What needs to be done:
Write out the items below again, starting with their first line and going on through the line that contains "[221,46,233,56]", and shift every bounding-box coordinate up by 41 while copying all other lines unchanged. Leave the pictures out of your answer.

-- start Input material --

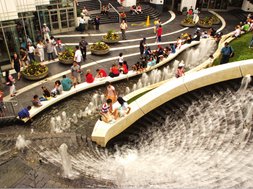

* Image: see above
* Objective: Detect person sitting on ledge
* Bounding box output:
[32,95,42,107]
[109,64,119,77]
[40,86,51,100]
[95,69,107,78]
[61,75,72,91]
[85,69,94,83]
[100,98,118,123]
[18,106,32,119]
[176,63,184,78]
[117,96,131,117]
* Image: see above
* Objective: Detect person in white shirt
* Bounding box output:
[74,45,82,65]
[42,23,50,41]
[120,20,127,40]
[37,40,45,62]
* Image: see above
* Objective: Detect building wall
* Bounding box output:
[242,0,253,12]
[0,0,18,21]
[180,0,197,11]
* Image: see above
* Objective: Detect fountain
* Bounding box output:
[33,74,253,188]
[16,135,31,151]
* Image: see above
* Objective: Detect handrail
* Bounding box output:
[108,3,120,22]
[98,0,102,10]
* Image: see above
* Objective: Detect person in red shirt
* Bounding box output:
[156,25,163,42]
[85,70,94,83]
[122,61,128,74]
[96,69,107,78]
[109,64,119,77]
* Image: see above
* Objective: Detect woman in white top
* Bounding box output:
[37,40,45,62]
[117,97,131,117]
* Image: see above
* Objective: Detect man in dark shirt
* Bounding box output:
[18,106,31,119]
[79,37,88,60]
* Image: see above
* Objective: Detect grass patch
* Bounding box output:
[213,32,253,66]
[127,89,152,104]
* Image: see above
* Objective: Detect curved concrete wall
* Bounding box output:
[24,41,200,122]
[92,59,253,147]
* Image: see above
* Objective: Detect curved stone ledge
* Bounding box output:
[24,41,200,121]
[92,59,253,147]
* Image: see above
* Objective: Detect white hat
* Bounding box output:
[178,62,184,67]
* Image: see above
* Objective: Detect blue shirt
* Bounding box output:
[18,108,30,119]
[61,77,72,91]
[221,46,233,56]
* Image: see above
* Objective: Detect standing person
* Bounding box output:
[85,69,94,83]
[139,37,146,57]
[42,23,50,41]
[94,16,100,30]
[37,40,45,62]
[74,45,82,65]
[46,39,54,61]
[105,81,117,103]
[50,36,58,56]
[61,75,72,91]
[18,106,32,119]
[220,42,234,64]
[19,47,29,66]
[11,52,22,80]
[193,8,199,23]
[79,16,85,33]
[176,63,184,78]
[120,20,127,40]
[71,61,82,88]
[156,25,163,42]
[27,43,35,62]
[79,37,88,61]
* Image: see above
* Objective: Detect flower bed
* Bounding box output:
[102,30,120,43]
[90,42,110,55]
[22,62,48,81]
[59,47,75,64]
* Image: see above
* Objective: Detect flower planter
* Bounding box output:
[59,59,74,65]
[102,37,120,44]
[22,67,48,81]
[90,49,110,55]
[181,21,196,28]
[198,22,213,28]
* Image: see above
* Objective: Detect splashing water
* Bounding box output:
[36,76,253,188]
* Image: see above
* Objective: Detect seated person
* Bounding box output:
[130,5,138,15]
[136,5,142,14]
[39,86,51,101]
[132,62,141,72]
[61,75,72,91]
[95,69,107,78]
[163,46,171,58]
[147,57,156,68]
[242,22,250,33]
[32,95,42,107]
[109,64,119,77]
[85,69,94,83]
[18,106,32,119]
[233,26,241,38]
[170,43,176,53]
[51,80,62,97]
[117,96,131,117]
[100,98,118,123]
[176,63,184,78]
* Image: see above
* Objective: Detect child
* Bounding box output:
[56,38,63,52]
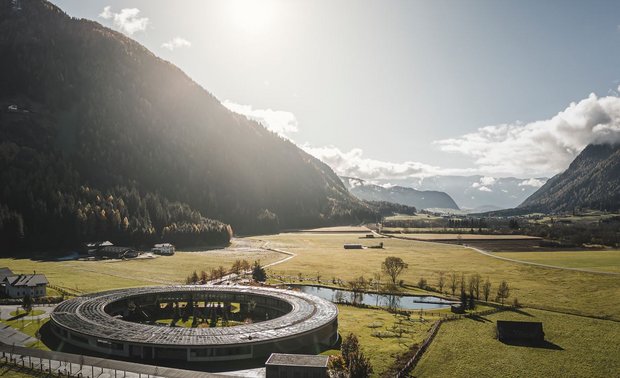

-- end Input material --

Exercise response:
* Image: see above
* Objective: Detect person sitting on ledge
* Bounding box output:
[73,136,83,148]
[150,105,160,118]
[81,127,92,141]
[136,110,148,119]
[102,116,113,132]
[126,110,135,124]
[141,139,159,164]
[59,147,73,160]
[217,104,225,119]
[158,137,172,158]
* Image: see above
* Objective: Detect person in white shirt
* Bounding box output:
[115,86,123,106]
[83,64,91,82]
[161,61,168,81]
[78,81,86,103]
* Image: see above
* Objective: Detect building wall
* Bounding box output:
[283,41,294,53]
[41,41,59,62]
[221,41,238,52]
* Image: see above
* Objective: Detect fountain
* Bounding box output:
[74,115,294,229]
[57,176,72,192]
* Image: see above
* Objective: Detect handrail
* Bounding box output:
[149,44,161,63]
[139,41,143,51]
* Image: see above
* Objective: Detect person in red shirt
* Bounding box output:
[197,66,204,83]
[126,111,135,124]
[163,102,169,115]
[137,110,148,119]
[150,105,160,118]
* Image: see above
* Objective: Detect woman in white top
* Bounding box output:
[78,81,86,103]
[158,138,172,158]
* Image: see above
* Objective: Detect man in dark shirt
* Bounding box output:
[59,147,72,160]
[120,78,129,101]
* Image: see above
* Objective: Detect grass patch
* Bounding box output:
[254,73,294,107]
[168,130,193,145]
* Image: see above
* Objective: Detect curved concrete wall
* Bounding box output:
[65,82,241,163]
[133,100,294,188]
* Image: see above
* Objective: Detect curved stone ledge
* Bounding box output:
[65,82,241,162]
[133,100,294,188]
* Image: see above
* Objective: Detect white hat
* Bounding box output:
[219,103,225,108]
* Image: see above
* Objective: Detect blue shirt
* Bounding box output:
[59,149,71,160]
[102,118,113,132]
[262,87,274,97]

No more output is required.